Work request: Your answer should reproduce every line of the material in which the word "seal" occurs.

Records to process:

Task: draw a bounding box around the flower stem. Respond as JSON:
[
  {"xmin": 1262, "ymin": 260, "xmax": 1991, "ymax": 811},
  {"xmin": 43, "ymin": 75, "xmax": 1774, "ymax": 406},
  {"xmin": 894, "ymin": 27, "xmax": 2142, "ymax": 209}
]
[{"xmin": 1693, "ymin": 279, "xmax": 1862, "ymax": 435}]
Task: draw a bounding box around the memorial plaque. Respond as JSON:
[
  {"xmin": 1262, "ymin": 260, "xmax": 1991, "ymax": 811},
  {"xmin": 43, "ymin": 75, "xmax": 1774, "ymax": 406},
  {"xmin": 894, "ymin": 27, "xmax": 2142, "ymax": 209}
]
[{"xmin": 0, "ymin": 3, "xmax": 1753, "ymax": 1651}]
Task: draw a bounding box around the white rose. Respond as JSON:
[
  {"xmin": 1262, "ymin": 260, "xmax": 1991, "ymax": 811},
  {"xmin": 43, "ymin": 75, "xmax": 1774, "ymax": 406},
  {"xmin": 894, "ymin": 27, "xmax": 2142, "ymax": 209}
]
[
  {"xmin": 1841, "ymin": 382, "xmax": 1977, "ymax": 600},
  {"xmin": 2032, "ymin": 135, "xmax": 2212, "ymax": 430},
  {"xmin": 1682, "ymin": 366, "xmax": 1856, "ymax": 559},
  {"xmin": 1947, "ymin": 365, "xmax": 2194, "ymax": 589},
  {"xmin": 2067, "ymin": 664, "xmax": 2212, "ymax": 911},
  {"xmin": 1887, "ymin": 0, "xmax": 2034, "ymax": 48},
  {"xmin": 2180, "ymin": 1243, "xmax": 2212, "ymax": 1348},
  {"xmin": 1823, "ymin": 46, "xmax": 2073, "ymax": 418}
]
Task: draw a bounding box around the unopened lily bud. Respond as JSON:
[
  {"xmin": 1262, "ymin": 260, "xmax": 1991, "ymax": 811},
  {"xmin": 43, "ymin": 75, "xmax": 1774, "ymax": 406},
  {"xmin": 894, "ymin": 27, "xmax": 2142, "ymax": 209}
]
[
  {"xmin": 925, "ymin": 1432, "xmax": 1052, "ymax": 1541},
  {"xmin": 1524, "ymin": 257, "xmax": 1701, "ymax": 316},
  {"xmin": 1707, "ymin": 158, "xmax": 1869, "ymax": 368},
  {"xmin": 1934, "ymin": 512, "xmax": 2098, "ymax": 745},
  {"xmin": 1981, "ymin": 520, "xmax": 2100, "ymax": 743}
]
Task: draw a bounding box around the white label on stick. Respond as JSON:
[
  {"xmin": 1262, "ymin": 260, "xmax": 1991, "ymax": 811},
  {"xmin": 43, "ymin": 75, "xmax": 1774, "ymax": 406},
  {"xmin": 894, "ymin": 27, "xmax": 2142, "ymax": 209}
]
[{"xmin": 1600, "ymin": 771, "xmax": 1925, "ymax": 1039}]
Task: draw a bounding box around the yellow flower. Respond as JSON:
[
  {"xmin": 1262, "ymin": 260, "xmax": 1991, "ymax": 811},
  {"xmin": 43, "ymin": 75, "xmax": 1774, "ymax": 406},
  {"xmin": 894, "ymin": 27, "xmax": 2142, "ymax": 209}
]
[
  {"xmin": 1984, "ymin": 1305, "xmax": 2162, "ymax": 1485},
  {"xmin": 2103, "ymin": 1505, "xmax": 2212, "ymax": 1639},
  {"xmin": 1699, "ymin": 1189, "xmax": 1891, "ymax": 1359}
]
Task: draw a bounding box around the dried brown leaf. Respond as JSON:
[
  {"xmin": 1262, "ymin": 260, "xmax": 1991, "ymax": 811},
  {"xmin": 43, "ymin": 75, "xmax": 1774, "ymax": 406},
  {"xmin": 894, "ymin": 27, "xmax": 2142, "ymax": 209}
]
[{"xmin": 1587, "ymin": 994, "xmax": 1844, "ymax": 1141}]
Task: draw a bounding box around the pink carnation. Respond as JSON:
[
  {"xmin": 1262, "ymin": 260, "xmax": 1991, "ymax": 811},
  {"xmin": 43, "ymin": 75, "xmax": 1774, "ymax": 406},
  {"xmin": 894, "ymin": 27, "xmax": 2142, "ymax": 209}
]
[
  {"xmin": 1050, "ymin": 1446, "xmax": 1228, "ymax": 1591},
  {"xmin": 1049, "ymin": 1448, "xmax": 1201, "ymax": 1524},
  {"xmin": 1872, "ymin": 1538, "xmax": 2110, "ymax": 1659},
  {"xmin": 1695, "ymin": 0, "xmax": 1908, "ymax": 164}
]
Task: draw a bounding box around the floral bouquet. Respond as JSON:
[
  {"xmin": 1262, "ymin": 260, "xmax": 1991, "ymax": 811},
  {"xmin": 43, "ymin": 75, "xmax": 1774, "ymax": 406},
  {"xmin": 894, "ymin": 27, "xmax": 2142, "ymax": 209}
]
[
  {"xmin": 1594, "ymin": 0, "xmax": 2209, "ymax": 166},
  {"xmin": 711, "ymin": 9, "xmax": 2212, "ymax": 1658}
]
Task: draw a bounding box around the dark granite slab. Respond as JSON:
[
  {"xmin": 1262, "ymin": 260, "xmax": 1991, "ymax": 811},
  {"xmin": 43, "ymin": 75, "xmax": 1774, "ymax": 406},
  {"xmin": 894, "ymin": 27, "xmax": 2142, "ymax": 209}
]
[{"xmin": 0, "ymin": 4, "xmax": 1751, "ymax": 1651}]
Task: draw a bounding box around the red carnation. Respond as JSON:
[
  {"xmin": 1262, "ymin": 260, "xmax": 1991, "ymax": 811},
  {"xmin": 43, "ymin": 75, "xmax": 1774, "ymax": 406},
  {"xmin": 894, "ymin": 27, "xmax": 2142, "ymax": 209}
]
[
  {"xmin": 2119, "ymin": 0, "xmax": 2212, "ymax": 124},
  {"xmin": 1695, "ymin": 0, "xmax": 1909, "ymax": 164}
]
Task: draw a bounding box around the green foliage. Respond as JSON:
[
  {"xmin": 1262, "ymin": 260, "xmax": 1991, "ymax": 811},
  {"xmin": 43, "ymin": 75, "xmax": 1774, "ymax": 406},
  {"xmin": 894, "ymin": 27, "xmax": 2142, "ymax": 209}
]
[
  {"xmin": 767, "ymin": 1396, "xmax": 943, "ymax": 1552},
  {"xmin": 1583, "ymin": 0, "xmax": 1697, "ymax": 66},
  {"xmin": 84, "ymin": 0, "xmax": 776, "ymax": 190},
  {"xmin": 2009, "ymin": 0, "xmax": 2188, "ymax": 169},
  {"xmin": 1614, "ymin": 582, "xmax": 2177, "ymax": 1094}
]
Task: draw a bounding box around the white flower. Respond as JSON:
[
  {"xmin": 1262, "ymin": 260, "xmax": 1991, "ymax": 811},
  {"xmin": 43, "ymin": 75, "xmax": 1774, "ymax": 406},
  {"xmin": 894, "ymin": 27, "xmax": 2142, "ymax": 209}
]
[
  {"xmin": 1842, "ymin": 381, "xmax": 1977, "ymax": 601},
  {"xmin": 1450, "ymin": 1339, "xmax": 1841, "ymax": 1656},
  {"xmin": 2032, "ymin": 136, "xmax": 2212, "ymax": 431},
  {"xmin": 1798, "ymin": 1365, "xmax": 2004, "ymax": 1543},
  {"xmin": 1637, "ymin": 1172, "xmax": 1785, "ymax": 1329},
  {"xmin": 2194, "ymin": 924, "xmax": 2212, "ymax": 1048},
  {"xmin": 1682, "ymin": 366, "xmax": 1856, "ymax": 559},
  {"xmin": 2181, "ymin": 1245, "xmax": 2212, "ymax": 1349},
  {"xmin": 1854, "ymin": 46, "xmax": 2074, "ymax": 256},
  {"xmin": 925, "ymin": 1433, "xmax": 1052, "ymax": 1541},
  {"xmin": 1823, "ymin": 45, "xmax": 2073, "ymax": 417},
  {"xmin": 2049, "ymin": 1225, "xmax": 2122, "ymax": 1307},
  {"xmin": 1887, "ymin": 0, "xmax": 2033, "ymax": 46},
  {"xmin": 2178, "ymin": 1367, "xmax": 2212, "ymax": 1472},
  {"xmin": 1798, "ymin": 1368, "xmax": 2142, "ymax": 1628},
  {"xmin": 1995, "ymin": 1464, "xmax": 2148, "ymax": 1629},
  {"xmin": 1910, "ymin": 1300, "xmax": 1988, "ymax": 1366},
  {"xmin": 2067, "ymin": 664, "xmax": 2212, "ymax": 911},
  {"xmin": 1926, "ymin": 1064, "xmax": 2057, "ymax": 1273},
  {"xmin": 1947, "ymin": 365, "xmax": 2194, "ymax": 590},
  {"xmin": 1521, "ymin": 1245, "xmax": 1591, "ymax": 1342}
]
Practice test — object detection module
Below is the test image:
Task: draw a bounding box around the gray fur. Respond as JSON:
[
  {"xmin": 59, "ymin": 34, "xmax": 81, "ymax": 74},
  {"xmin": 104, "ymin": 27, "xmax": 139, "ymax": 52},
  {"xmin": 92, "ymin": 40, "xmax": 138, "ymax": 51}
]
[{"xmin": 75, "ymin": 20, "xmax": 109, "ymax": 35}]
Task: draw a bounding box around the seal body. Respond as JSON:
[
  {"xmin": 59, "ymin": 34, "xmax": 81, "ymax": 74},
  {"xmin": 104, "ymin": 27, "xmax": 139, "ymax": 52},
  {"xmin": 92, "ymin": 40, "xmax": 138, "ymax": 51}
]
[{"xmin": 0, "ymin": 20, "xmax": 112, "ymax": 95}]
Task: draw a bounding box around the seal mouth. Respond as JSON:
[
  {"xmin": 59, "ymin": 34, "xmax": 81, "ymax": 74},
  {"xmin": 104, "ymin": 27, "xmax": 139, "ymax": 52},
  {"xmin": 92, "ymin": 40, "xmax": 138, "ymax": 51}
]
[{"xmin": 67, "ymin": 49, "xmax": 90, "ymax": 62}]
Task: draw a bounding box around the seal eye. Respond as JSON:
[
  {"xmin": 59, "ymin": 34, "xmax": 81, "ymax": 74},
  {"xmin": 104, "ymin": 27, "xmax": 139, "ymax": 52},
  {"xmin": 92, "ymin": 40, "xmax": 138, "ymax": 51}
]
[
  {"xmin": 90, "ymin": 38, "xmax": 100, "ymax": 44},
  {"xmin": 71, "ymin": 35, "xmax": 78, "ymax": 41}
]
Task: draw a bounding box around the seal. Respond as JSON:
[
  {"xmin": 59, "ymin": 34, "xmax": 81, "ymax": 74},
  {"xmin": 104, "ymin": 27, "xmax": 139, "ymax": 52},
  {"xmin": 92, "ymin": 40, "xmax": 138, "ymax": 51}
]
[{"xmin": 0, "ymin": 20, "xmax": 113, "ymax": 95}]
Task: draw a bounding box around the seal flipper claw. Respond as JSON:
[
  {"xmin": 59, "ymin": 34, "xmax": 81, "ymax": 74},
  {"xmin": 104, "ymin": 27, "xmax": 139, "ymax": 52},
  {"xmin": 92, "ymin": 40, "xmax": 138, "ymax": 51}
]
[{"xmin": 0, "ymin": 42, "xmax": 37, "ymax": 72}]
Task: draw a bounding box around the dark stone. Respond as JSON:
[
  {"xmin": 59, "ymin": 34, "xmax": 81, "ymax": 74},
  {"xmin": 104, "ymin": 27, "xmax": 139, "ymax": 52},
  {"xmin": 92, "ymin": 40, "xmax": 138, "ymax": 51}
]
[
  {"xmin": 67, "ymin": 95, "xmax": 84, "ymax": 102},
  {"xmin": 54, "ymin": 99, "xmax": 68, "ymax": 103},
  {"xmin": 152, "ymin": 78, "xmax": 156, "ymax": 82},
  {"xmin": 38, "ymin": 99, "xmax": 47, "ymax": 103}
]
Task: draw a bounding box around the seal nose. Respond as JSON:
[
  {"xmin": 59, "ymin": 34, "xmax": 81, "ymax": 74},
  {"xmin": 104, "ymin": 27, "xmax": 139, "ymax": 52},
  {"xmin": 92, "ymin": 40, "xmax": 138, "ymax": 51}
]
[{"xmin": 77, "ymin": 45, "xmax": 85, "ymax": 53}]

Exercise answer:
Task: draw a bounding box around the seal body. Respond as JSON:
Task: draw a bounding box around the seal mouth. Respond as JSON:
Task: draw a bounding box around the seal eye. Respond as JSON:
Task: draw a bounding box around the seal. Respond as JSON:
Task: draw a bounding box around the seal flipper claw. Respond as JSON:
Task: draw a bounding box around the seal nose. Respond as JSON:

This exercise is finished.